* **Consignes et exigences**
Repérez chaque ligne des données ci-dessous contenant la chaîne « foliage » et recopiez-la. La casse doit être respectée.

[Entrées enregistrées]
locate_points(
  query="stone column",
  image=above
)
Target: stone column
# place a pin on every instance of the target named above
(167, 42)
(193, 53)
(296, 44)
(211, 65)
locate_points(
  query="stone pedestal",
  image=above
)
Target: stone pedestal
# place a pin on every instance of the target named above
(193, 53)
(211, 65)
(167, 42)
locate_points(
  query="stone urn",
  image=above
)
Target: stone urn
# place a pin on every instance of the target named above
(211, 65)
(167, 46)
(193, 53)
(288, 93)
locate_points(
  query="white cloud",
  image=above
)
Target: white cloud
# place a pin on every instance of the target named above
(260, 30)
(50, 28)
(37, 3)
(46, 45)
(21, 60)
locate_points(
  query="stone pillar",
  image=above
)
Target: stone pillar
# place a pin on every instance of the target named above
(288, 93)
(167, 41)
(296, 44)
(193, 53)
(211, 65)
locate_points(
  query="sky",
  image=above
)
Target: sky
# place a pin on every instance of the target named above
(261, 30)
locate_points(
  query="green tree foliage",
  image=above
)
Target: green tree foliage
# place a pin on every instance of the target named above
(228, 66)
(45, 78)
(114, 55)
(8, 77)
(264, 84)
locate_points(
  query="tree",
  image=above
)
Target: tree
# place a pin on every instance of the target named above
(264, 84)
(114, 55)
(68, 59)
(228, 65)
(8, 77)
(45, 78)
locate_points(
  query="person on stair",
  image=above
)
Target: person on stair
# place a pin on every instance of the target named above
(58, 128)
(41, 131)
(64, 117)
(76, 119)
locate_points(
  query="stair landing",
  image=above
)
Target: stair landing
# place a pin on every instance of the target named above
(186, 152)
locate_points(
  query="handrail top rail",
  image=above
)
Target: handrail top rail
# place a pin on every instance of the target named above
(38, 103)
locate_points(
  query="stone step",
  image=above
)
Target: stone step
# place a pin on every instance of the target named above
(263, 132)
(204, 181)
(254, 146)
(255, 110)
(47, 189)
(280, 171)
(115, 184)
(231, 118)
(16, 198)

* **Réponse attendue**
  query="green tree foliage",
Target: green tree foliage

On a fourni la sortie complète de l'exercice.